What is needed: Every line from the one containing "point: white flower -- drop" to the one containing "Target: person in white shirt" in the records below, both included, must be set down exactly, and no other line.

____________

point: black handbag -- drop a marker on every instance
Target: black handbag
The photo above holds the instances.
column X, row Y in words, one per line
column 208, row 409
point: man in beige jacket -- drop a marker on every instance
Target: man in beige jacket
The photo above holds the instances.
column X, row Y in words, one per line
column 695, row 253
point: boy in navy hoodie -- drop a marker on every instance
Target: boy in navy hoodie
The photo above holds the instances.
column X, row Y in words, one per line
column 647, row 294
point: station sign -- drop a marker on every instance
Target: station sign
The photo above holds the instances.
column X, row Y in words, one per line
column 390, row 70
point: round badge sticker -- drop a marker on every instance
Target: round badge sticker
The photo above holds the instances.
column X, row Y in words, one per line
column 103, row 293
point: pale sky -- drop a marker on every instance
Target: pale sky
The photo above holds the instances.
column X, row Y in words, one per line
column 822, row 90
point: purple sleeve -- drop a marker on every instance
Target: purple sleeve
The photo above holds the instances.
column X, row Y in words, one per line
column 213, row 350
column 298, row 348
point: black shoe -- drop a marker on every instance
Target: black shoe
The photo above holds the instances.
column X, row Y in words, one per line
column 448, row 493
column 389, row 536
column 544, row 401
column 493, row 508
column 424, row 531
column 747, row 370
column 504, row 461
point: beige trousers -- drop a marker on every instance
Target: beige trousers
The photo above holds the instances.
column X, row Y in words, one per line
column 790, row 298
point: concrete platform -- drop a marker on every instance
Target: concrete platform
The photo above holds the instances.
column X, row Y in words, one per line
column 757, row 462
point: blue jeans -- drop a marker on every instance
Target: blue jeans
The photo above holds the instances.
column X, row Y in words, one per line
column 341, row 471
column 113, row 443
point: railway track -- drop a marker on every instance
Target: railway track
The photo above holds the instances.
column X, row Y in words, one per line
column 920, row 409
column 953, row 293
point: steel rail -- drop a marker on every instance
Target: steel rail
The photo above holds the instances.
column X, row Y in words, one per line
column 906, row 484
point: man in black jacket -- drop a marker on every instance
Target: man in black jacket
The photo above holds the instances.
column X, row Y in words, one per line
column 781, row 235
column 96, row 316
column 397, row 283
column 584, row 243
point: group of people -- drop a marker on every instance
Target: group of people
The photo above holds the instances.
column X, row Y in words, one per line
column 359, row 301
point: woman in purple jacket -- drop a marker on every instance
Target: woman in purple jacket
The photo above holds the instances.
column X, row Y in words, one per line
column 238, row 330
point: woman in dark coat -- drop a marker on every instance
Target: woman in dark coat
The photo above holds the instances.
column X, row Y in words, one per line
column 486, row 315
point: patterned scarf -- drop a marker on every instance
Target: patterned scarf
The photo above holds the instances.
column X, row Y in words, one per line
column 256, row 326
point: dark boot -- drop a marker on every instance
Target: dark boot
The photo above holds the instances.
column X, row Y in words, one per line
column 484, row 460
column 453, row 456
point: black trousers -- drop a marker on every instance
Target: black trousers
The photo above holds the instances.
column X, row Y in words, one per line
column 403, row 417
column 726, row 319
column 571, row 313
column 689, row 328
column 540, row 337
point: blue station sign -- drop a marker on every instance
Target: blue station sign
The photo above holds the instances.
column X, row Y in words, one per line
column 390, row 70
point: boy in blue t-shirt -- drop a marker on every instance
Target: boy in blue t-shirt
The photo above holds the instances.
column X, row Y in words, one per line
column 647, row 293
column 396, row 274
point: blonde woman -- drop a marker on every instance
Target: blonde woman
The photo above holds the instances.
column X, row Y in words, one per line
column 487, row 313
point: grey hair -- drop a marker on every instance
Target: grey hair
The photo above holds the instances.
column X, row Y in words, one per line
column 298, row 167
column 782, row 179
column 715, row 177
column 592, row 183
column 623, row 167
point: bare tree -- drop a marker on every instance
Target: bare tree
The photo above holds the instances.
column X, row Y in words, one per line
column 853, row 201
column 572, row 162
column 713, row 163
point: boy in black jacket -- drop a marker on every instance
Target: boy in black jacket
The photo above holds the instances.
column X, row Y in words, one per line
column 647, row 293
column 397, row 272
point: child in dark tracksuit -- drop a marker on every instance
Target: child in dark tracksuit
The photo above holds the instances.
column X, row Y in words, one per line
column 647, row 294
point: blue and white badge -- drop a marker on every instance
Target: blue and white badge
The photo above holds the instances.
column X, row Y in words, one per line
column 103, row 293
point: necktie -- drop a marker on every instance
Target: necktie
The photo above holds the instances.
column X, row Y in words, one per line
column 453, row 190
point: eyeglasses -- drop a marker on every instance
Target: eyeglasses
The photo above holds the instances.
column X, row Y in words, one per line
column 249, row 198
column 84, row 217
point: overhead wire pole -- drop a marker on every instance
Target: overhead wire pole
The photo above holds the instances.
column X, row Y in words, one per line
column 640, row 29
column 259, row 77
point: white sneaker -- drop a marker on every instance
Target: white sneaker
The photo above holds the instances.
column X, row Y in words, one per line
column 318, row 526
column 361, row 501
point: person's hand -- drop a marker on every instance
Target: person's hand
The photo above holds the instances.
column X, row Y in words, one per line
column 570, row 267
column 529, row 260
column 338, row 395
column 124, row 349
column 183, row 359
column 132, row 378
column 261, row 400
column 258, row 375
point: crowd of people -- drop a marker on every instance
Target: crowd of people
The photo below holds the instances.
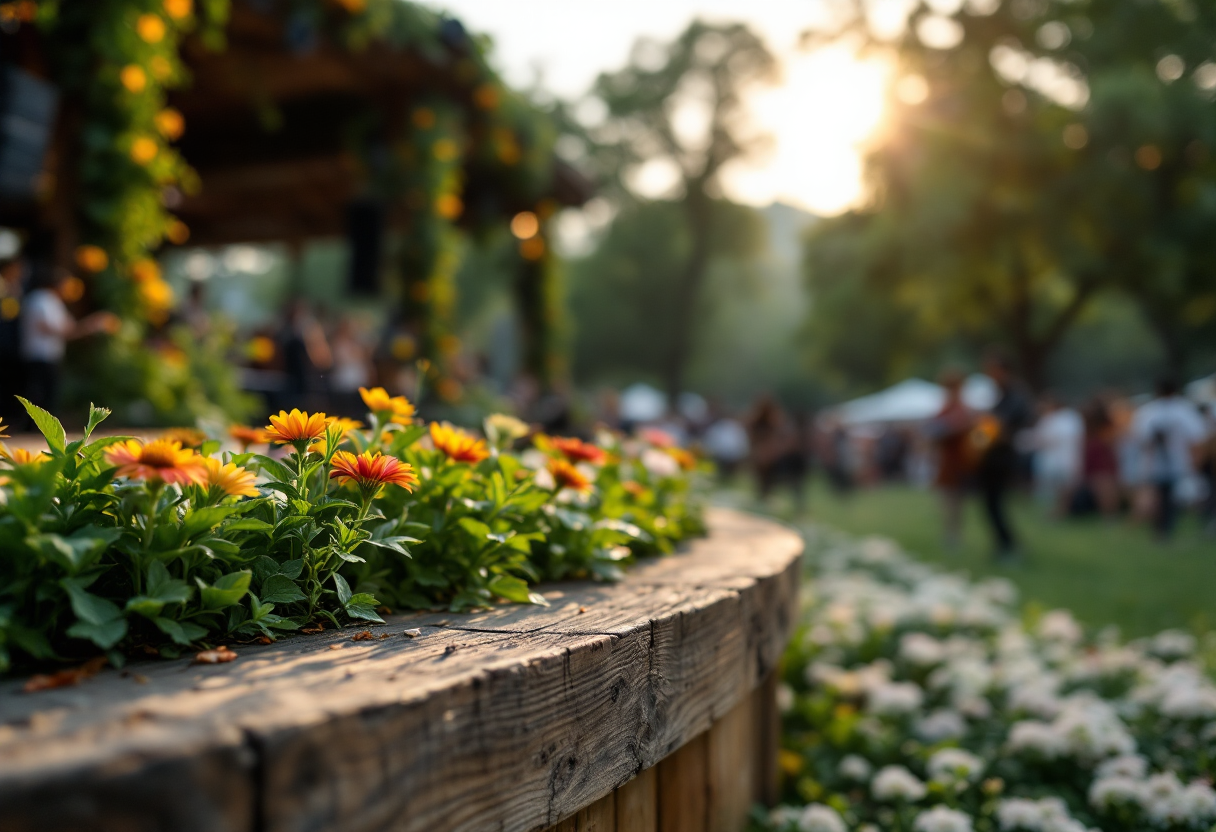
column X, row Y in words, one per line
column 1147, row 459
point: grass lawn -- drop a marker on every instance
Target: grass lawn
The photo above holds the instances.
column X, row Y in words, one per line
column 1104, row 573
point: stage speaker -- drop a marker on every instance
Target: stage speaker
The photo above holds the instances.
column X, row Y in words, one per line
column 28, row 106
column 365, row 237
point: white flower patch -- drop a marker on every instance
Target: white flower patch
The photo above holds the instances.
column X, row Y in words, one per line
column 817, row 818
column 894, row 782
column 940, row 819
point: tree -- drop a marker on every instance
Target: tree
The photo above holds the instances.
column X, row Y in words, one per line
column 701, row 77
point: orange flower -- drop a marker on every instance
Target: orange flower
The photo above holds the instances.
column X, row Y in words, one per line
column 178, row 9
column 296, row 428
column 185, row 437
column 22, row 456
column 248, row 436
column 397, row 408
column 91, row 258
column 371, row 471
column 150, row 28
column 567, row 476
column 576, row 450
column 459, row 447
column 162, row 460
column 230, row 478
column 686, row 459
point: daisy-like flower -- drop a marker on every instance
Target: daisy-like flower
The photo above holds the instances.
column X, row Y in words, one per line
column 159, row 461
column 567, row 476
column 230, row 478
column 185, row 437
column 371, row 471
column 459, row 447
column 576, row 450
column 22, row 456
column 397, row 408
column 297, row 428
column 248, row 436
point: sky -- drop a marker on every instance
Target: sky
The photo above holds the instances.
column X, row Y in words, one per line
column 818, row 116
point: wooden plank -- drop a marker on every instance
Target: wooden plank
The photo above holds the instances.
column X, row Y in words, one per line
column 684, row 788
column 637, row 803
column 731, row 769
column 766, row 747
column 600, row 816
column 511, row 719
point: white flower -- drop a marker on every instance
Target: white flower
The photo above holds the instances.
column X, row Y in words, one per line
column 1037, row 738
column 921, row 650
column 952, row 764
column 1125, row 765
column 818, row 818
column 855, row 768
column 1115, row 790
column 894, row 782
column 941, row 725
column 940, row 819
column 895, row 698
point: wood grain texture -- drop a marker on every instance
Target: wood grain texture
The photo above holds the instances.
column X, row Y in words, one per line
column 637, row 803
column 684, row 787
column 511, row 719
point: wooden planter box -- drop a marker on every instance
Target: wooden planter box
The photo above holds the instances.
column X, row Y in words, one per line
column 647, row 704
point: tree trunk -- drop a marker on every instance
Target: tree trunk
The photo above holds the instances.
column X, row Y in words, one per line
column 697, row 208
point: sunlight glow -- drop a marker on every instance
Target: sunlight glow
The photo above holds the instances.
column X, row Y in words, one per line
column 831, row 104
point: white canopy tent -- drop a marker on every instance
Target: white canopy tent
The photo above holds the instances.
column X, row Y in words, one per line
column 913, row 400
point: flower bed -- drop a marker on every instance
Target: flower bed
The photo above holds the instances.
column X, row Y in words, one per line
column 919, row 701
column 118, row 546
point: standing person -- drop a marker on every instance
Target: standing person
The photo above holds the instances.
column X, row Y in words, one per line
column 1058, row 444
column 998, row 462
column 1101, row 462
column 46, row 326
column 949, row 431
column 1167, row 431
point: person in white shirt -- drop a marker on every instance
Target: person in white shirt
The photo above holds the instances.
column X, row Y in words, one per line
column 1058, row 440
column 46, row 326
column 1167, row 432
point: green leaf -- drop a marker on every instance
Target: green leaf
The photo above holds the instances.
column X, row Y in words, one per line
column 228, row 590
column 103, row 635
column 183, row 633
column 203, row 520
column 51, row 427
column 142, row 605
column 280, row 589
column 343, row 589
column 513, row 589
column 274, row 468
column 164, row 588
column 89, row 607
column 96, row 416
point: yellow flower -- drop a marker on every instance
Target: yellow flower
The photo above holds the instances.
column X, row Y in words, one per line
column 145, row 270
column 162, row 460
column 144, row 150
column 133, row 78
column 151, row 28
column 22, row 456
column 230, row 478
column 395, row 408
column 297, row 427
column 185, row 437
column 459, row 447
column 178, row 9
column 170, row 123
column 91, row 258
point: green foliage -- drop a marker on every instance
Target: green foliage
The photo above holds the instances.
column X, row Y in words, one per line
column 118, row 546
column 1006, row 202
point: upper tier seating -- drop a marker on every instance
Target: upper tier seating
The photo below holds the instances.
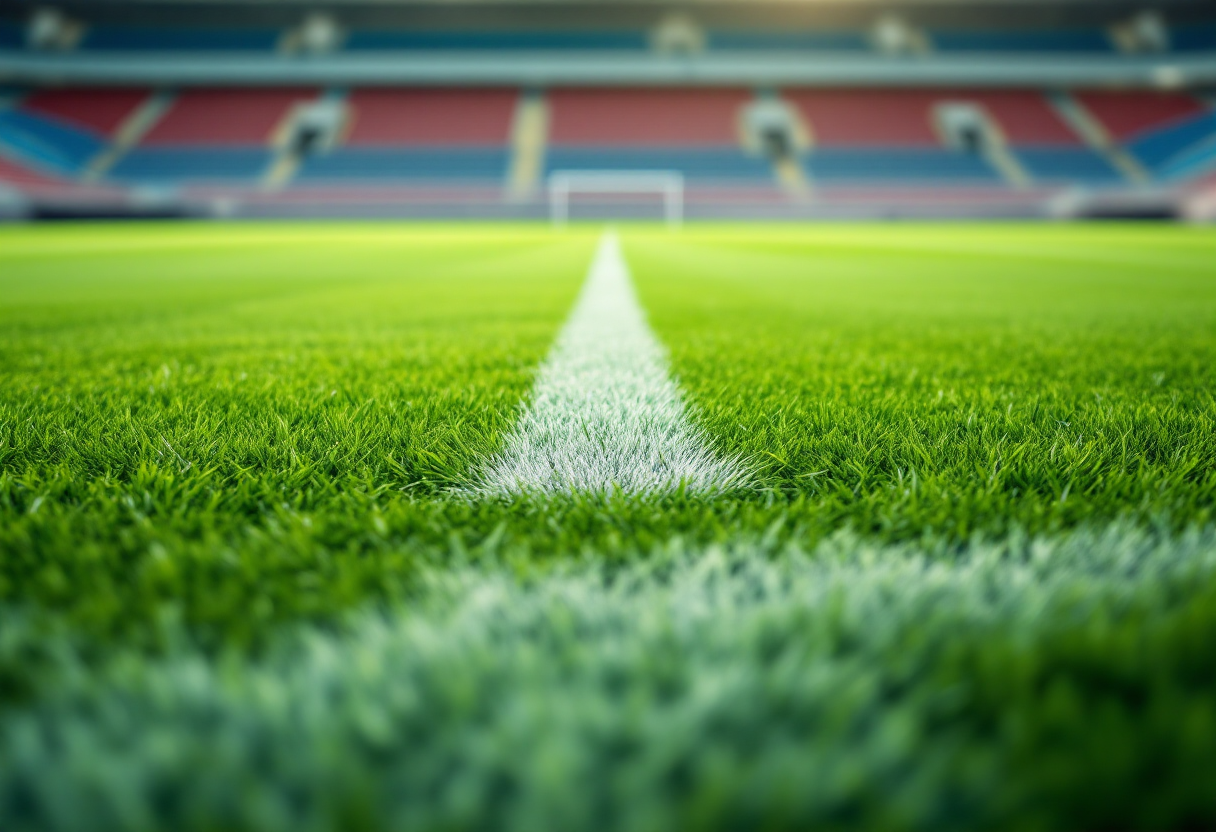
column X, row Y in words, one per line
column 761, row 40
column 210, row 135
column 1194, row 38
column 1030, row 40
column 167, row 39
column 420, row 135
column 692, row 131
column 225, row 117
column 381, row 39
column 12, row 35
column 874, row 135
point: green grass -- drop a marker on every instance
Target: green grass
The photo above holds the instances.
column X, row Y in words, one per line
column 961, row 594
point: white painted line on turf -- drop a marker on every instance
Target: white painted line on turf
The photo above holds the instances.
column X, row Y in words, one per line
column 604, row 412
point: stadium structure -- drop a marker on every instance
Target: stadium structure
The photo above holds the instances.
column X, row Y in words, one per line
column 727, row 108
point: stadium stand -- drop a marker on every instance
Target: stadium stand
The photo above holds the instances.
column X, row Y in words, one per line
column 380, row 39
column 1129, row 113
column 692, row 131
column 420, row 135
column 167, row 39
column 1043, row 40
column 880, row 136
column 48, row 144
column 398, row 123
column 99, row 111
column 1169, row 133
column 12, row 34
column 761, row 40
column 1194, row 38
column 208, row 135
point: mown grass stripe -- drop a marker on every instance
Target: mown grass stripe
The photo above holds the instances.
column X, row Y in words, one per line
column 604, row 412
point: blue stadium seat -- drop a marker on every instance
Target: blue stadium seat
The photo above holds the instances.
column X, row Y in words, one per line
column 696, row 163
column 130, row 38
column 376, row 164
column 1195, row 161
column 12, row 35
column 1159, row 147
column 898, row 164
column 186, row 164
column 1040, row 40
column 1067, row 164
column 45, row 142
column 1194, row 38
column 788, row 40
column 367, row 39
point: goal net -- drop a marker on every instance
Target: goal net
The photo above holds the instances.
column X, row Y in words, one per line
column 564, row 185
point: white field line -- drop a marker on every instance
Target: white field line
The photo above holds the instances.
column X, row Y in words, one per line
column 604, row 414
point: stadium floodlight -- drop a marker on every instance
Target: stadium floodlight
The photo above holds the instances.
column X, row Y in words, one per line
column 563, row 184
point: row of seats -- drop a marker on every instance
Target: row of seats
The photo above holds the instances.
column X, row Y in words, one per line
column 463, row 135
column 1193, row 37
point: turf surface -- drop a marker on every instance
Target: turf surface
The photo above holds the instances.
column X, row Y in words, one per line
column 217, row 439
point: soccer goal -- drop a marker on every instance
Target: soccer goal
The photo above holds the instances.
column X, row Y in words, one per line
column 564, row 184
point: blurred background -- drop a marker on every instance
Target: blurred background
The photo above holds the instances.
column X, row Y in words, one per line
column 710, row 108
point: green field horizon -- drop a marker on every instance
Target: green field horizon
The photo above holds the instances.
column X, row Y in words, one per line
column 969, row 582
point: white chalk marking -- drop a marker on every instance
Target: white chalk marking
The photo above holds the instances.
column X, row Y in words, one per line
column 604, row 414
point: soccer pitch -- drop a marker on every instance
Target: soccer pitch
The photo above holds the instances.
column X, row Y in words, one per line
column 251, row 575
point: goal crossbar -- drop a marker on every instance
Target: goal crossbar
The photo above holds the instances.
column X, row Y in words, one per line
column 562, row 184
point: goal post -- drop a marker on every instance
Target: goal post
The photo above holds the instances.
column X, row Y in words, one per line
column 563, row 184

____________

Written solution:
point: white flower -- drop a marker on every instance
Target: white flower
The photo above holds the instances.
column X, row Y in words, one per line
column 1037, row 738
column 921, row 650
column 952, row 764
column 1125, row 765
column 818, row 818
column 855, row 768
column 1115, row 790
column 894, row 782
column 941, row 725
column 940, row 819
column 895, row 698
point: wood grain texture -- drop a marker on every instance
Target: wood grain texture
The photo above holds the instances.
column X, row Y in words, one per line
column 637, row 803
column 684, row 787
column 511, row 719
point: wooden planter box -- drop a marker on every instance
Target: wooden planter box
The photo above holds the instances.
column X, row Y in words, one per line
column 647, row 704
point: tree trunk -- drop a marker on every instance
Target: tree trunk
The photo above holds the instances.
column X, row Y in words, one per line
column 697, row 208
point: sunlight glow -- drop a marker on every instance
Target: sunlight glow
The photo above holds the instances.
column X, row Y in words, one per line
column 831, row 104
point: white canopy tent -- drop a marker on every instance
Target: white canopy tent
The photo above holds the instances.
column X, row Y in words, one per line
column 913, row 400
point: flower bed -- drop a marker on every instance
Target: flower bed
The photo above holds the instances.
column X, row Y in words, one per line
column 919, row 701
column 118, row 546
point: standing person -- drop a marker on every instance
Target: standing person
The photo above holds the instances.
column X, row Y in words, one per line
column 1058, row 444
column 998, row 462
column 1101, row 462
column 46, row 326
column 949, row 431
column 1167, row 431
point: person in white shirt -- drop a marker on every instance
Target: person in white shirt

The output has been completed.